Start of Source material

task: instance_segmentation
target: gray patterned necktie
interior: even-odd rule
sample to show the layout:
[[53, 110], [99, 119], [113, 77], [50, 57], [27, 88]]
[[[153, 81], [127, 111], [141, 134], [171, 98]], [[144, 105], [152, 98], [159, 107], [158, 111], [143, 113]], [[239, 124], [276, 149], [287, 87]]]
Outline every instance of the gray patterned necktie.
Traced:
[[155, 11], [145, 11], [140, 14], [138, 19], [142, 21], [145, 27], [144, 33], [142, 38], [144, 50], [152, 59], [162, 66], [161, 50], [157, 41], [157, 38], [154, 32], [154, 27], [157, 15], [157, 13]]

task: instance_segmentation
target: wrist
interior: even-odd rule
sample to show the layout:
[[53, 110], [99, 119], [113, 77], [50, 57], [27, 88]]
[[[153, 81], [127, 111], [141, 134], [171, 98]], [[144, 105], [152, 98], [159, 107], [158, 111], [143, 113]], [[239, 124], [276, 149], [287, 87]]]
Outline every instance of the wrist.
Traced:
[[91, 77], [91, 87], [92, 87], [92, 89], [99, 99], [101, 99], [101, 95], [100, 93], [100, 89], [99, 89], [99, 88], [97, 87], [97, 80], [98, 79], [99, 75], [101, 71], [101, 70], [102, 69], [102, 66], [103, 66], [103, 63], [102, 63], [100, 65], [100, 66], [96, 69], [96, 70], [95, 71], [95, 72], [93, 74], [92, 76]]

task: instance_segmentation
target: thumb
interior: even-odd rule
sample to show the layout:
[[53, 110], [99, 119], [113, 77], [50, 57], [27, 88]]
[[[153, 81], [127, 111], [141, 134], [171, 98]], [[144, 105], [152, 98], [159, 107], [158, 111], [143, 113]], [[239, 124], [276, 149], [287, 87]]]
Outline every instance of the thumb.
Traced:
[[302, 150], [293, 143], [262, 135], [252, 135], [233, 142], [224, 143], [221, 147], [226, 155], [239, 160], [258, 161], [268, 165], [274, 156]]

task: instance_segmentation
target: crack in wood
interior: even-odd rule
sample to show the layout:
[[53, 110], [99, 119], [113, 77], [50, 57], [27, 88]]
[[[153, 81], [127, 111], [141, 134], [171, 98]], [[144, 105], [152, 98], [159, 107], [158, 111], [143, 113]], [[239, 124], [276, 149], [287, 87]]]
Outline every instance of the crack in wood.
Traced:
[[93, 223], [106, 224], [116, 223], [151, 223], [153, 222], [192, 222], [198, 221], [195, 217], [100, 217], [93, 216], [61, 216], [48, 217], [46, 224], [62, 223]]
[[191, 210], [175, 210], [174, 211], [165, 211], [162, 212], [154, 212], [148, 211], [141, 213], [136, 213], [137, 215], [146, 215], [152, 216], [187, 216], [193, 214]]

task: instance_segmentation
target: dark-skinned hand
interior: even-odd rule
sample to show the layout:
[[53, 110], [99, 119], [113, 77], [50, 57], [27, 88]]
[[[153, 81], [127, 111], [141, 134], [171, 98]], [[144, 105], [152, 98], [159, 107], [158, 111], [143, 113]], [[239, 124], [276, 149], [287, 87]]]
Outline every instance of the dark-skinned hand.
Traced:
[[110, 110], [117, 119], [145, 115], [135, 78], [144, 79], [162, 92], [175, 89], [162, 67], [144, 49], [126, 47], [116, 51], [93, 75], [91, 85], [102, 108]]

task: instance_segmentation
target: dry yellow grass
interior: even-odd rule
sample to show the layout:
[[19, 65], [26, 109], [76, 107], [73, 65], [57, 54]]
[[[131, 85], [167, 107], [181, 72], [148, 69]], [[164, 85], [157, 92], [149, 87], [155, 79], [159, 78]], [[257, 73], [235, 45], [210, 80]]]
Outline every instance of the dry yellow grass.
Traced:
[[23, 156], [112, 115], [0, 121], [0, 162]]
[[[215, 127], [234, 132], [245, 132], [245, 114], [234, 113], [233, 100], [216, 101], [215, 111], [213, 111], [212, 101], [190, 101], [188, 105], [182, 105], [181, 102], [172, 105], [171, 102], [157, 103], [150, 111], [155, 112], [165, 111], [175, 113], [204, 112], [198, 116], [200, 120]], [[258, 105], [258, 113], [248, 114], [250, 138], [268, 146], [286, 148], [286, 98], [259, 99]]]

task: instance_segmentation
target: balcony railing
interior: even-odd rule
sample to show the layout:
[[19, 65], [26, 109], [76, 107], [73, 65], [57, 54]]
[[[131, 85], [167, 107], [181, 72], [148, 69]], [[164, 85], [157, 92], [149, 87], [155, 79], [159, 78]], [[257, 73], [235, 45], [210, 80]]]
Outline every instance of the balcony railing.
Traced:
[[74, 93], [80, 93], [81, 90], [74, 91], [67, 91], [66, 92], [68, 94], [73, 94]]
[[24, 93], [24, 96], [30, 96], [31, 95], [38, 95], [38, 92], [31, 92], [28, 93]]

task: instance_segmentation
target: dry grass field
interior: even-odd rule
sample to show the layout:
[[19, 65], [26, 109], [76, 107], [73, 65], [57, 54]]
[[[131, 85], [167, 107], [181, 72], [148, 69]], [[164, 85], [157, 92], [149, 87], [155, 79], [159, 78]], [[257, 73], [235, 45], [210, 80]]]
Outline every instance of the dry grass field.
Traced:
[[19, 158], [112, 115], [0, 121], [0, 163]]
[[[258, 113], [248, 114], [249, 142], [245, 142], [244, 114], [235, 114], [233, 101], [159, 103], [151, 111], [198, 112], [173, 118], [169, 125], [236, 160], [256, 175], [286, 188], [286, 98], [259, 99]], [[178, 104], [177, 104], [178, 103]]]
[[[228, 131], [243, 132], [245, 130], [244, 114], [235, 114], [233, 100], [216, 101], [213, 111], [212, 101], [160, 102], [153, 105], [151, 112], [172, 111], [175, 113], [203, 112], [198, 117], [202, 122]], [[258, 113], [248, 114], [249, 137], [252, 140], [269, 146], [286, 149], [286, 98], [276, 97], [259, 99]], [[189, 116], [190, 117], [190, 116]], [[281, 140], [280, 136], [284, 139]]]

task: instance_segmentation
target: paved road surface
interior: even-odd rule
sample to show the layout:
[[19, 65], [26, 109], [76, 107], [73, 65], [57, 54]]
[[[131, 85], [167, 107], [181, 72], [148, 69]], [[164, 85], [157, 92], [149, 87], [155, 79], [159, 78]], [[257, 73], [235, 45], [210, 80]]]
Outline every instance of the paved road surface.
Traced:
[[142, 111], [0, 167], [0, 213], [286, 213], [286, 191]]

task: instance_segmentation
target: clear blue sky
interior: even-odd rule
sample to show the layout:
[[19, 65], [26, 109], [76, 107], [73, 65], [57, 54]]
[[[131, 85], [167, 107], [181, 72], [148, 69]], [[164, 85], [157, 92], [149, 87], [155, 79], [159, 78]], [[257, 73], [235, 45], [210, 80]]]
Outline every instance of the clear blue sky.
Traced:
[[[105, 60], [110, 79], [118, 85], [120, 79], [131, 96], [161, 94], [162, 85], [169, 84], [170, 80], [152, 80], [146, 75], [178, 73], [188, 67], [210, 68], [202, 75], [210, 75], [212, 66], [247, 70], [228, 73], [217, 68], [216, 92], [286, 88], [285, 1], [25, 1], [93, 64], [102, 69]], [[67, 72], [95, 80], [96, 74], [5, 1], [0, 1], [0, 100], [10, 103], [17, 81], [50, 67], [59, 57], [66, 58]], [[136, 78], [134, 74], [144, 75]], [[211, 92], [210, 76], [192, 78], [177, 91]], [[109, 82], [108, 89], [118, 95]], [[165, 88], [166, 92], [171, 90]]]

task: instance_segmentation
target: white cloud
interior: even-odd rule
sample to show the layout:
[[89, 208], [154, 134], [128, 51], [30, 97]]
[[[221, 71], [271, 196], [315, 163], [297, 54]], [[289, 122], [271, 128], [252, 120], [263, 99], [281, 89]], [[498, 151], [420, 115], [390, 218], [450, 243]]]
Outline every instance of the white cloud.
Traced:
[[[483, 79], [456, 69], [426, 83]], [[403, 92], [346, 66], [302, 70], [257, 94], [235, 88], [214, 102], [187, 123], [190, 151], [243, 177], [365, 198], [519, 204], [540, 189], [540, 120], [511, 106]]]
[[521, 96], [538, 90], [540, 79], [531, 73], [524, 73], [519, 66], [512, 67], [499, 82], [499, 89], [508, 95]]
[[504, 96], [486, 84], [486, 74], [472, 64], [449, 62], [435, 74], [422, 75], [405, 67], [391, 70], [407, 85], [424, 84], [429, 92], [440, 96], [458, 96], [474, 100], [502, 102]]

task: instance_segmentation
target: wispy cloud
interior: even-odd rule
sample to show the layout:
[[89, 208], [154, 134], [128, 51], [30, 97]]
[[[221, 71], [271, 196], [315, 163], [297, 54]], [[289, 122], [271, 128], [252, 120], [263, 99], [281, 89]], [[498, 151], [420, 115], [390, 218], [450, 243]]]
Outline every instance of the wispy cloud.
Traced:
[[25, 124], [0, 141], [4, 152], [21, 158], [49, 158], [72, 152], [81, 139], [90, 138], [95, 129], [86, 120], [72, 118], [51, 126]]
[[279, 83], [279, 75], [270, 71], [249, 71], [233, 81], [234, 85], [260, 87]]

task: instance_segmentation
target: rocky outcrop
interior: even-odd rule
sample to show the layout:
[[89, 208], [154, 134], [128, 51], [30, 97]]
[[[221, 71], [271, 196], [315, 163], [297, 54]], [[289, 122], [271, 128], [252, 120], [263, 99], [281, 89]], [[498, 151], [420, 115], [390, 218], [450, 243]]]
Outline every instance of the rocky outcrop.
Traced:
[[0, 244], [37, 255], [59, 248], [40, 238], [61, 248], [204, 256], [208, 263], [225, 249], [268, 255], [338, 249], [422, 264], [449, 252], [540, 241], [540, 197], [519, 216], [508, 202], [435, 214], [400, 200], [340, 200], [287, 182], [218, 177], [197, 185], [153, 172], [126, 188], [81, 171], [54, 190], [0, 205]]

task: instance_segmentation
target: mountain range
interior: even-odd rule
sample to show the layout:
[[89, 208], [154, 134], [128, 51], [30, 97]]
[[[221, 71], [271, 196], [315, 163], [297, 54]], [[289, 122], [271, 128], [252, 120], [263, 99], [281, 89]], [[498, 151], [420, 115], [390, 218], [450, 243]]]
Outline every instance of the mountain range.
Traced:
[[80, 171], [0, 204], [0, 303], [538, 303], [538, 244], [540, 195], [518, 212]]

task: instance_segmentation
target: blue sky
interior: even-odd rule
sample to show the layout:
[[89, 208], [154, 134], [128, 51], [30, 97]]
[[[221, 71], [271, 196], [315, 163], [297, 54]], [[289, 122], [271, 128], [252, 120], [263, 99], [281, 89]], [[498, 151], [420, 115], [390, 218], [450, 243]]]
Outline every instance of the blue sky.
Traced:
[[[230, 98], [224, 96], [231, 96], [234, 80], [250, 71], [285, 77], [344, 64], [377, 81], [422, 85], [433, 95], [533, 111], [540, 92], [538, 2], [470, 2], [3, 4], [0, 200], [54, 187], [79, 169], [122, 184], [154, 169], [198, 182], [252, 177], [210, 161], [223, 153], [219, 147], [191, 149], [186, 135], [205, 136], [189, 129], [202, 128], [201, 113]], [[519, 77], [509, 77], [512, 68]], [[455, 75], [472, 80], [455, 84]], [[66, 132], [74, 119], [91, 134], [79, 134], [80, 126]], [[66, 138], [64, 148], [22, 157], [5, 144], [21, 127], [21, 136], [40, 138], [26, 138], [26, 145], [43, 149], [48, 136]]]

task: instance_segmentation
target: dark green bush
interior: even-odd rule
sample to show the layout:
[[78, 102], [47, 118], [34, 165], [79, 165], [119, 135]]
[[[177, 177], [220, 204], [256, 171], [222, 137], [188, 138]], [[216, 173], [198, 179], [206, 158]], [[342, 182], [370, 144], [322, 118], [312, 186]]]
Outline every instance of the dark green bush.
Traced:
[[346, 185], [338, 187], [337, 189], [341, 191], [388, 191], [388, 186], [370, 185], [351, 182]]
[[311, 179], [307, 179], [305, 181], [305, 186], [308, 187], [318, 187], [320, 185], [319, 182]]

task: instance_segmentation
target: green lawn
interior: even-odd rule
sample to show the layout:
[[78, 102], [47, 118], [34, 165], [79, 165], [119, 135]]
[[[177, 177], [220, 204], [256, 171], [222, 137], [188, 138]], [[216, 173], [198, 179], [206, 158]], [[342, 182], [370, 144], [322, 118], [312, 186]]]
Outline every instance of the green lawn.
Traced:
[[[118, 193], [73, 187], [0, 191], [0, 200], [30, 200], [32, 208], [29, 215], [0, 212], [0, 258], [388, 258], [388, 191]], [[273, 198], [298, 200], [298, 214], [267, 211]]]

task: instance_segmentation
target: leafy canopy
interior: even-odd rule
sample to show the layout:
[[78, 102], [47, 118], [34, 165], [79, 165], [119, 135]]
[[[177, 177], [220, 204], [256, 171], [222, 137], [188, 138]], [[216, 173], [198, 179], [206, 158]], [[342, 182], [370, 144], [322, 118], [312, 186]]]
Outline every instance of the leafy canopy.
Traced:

End of Source material

--- Written exercise ---
Copy the stretch from the start of the listing through the line that contains "74], [92, 76]]", swapping "Outline" for "Mark" and leaving everything else the same.

--- Solution to this exercise ---
task: instance_segmentation
target: gray patterned necktie
interior: even-odd rule
sample to show the layout:
[[53, 110], [99, 119], [113, 77], [50, 57], [27, 88]]
[[[153, 81], [127, 111], [141, 134], [171, 98]], [[144, 105], [152, 98], [159, 107], [158, 111], [143, 113]], [[239, 124], [276, 149], [287, 87]]]
Mark every instance of the gray patterned necktie.
Traced:
[[155, 11], [145, 11], [140, 14], [138, 19], [142, 21], [145, 27], [144, 33], [142, 38], [144, 50], [152, 59], [162, 66], [161, 50], [157, 41], [157, 38], [154, 32], [154, 27], [157, 15], [157, 13]]

task: instance_segmentation
target: wrist
interior: even-odd rule
sample to show the layout:
[[53, 110], [99, 119], [113, 77], [50, 57], [27, 88]]
[[[153, 81], [127, 111], [141, 134], [171, 98]], [[144, 105], [152, 98], [159, 107], [158, 111], [143, 113]], [[239, 124], [276, 149], [287, 87]]]
Mark every instance of the wrist.
Traced:
[[91, 77], [91, 87], [92, 87], [92, 89], [99, 99], [101, 99], [101, 95], [100, 93], [100, 89], [99, 89], [99, 88], [97, 87], [97, 80], [98, 79], [99, 75], [101, 71], [101, 70], [102, 69], [102, 66], [103, 66], [103, 63], [102, 63], [100, 65], [100, 66], [96, 69], [96, 70], [95, 71], [95, 72], [93, 74], [92, 76]]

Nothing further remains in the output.